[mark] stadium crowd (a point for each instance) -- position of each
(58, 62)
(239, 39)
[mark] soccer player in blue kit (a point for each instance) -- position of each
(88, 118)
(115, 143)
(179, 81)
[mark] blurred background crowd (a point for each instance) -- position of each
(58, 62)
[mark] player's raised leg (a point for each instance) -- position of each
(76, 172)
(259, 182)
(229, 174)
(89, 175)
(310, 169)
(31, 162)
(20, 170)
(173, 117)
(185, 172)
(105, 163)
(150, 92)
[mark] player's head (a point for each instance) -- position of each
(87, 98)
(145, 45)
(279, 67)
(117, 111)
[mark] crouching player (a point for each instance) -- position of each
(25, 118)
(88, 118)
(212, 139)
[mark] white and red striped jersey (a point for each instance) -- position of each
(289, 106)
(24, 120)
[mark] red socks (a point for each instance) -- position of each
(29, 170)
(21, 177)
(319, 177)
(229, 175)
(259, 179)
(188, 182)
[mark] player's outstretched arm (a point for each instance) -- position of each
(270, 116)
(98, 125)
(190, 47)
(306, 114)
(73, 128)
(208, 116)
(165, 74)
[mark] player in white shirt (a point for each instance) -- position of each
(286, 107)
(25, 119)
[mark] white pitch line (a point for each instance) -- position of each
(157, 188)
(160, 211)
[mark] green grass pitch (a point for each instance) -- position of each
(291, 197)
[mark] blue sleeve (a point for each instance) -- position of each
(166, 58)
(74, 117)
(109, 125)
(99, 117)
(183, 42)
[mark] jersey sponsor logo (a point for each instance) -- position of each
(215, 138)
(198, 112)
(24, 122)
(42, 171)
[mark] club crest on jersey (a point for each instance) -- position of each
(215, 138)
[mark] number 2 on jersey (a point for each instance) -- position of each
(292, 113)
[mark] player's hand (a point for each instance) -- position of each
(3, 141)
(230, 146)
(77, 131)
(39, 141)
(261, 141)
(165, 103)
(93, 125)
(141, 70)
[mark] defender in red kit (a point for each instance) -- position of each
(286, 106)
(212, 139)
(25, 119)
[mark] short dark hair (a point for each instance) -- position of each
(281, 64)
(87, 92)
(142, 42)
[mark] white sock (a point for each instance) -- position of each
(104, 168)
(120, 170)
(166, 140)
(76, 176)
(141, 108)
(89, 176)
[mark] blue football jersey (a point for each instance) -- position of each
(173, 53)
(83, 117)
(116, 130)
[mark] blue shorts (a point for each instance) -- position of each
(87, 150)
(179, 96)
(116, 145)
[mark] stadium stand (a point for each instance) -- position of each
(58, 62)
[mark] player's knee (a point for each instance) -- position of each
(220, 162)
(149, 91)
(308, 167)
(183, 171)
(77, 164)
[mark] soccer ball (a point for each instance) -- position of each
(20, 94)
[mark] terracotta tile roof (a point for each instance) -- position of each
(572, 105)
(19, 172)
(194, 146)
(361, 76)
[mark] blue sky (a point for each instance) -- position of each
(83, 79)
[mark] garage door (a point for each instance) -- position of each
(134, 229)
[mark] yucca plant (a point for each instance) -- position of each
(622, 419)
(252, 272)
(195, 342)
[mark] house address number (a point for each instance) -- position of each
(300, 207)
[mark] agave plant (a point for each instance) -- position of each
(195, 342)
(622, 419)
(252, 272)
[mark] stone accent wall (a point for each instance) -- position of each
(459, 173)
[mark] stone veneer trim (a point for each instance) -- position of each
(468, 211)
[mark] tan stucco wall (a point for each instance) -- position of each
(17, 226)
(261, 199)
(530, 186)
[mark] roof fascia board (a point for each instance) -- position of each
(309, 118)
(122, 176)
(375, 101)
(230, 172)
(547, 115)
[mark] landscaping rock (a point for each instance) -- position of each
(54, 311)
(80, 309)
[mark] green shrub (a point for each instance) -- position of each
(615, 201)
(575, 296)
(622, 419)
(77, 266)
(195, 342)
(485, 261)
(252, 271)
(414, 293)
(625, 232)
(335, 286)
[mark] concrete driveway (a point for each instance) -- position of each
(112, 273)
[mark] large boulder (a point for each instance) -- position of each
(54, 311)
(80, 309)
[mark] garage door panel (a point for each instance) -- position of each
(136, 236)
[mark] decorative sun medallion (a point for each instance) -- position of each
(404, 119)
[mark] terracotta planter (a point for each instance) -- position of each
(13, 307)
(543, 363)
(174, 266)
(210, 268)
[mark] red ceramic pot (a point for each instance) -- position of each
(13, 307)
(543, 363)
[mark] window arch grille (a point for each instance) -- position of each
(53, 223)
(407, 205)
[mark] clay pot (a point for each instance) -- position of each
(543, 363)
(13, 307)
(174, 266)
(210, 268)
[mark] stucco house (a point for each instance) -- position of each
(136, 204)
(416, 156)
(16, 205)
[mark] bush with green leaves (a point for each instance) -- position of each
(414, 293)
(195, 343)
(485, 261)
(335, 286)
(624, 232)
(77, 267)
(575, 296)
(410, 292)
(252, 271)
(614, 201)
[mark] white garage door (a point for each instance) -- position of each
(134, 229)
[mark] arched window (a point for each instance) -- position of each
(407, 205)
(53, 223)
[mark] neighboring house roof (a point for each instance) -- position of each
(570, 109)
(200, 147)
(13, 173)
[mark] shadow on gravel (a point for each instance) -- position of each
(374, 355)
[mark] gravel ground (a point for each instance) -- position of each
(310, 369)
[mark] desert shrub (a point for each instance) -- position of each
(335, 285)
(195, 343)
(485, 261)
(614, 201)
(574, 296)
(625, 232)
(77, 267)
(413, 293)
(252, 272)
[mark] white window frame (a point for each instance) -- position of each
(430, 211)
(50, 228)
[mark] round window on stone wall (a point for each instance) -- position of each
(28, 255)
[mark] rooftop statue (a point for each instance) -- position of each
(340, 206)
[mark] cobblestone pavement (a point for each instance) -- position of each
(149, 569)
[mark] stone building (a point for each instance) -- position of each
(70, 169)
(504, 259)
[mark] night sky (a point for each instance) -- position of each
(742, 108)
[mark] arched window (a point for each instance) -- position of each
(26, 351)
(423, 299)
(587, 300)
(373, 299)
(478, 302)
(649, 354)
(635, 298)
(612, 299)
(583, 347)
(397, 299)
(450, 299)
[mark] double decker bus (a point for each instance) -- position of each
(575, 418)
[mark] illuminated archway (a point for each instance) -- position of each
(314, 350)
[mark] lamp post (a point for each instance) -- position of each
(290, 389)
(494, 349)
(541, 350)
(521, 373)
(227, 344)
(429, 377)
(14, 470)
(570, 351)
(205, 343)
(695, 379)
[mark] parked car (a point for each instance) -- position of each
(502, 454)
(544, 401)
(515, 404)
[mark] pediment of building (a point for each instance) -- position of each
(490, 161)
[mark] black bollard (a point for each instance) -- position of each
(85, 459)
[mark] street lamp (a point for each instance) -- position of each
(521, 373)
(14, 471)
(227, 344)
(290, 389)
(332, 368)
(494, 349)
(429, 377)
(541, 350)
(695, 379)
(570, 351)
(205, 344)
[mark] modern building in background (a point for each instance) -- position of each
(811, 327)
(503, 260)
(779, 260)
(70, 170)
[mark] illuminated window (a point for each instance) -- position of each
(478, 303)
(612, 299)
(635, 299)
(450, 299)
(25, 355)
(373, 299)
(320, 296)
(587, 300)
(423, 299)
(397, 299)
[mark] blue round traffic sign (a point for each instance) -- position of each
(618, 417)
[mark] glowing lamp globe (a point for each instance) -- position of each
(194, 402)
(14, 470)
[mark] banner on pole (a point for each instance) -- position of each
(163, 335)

## Requirement:
Write out again, with no changes, every line of the records from the one that contains "[mark] illuminated window" through the last line of the records, including both ends.

## Worked answer:
[mark] illuminated window (a point for each instance) -- position of each
(478, 303)
(612, 299)
(635, 299)
(450, 299)
(25, 355)
(373, 299)
(320, 296)
(587, 300)
(423, 299)
(397, 299)
[mark] blue round traffic sign (a point for each instance) -- position of each
(618, 417)
[mark] glowing lamp globe (a point for each instance) -- position of each
(194, 402)
(14, 470)
[mark] banner on pole (a point for each instance) -- position of each
(163, 335)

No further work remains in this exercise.